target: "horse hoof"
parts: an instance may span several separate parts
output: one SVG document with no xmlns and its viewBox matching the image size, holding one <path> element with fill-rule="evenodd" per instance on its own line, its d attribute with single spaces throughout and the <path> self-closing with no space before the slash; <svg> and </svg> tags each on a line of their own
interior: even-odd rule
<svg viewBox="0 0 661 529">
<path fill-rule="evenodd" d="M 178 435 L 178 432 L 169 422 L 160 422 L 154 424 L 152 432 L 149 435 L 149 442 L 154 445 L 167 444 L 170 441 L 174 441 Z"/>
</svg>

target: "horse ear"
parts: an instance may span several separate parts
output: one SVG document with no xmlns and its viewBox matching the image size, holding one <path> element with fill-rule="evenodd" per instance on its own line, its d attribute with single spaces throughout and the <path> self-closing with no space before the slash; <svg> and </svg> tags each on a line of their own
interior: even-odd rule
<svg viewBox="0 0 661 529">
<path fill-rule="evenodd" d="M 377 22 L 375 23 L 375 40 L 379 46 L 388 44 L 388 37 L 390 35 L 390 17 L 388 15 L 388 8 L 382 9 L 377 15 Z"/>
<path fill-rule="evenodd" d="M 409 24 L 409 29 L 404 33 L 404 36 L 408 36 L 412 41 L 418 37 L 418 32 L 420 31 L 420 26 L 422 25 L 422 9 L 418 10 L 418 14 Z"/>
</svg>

· · · ·

▸ **EXERCISE GOAL**
Return every line of the data above unchanged.

▸ **EXERCISE SOLUTION**
target: "horse hoof"
parts: an instance may span several separate parts
output: one SVG document with no xmlns and its viewBox matching the image size, holding one <path> element with fill-rule="evenodd" per instance on its own line, its d attribute with single spaces throughout and the <path> self-closing with no space before the slash; <svg> and </svg> tags each on a line of their own
interior: even-odd rule
<svg viewBox="0 0 661 529">
<path fill-rule="evenodd" d="M 178 435 L 178 432 L 169 422 L 160 422 L 154 424 L 152 432 L 149 435 L 149 442 L 154 445 L 167 444 L 170 441 L 174 441 Z"/>
</svg>

target: "horse ear"
parts: an instance may span several separate parts
output: one SVG document with no xmlns and its viewBox matching the image size, holding one <path> element with fill-rule="evenodd" per instance on its own line, its d attribute with single spaces throughout and the <path> self-closing with no space before the slash; <svg> and </svg> tags each on a line of their own
interior: even-odd rule
<svg viewBox="0 0 661 529">
<path fill-rule="evenodd" d="M 377 22 L 375 23 L 375 40 L 379 46 L 388 44 L 388 37 L 390 35 L 390 17 L 388 15 L 388 8 L 382 9 L 377 15 Z"/>
<path fill-rule="evenodd" d="M 409 24 L 409 29 L 404 33 L 404 36 L 408 36 L 412 41 L 418 37 L 418 32 L 420 31 L 420 26 L 422 25 L 422 9 L 418 10 L 418 14 Z"/>
</svg>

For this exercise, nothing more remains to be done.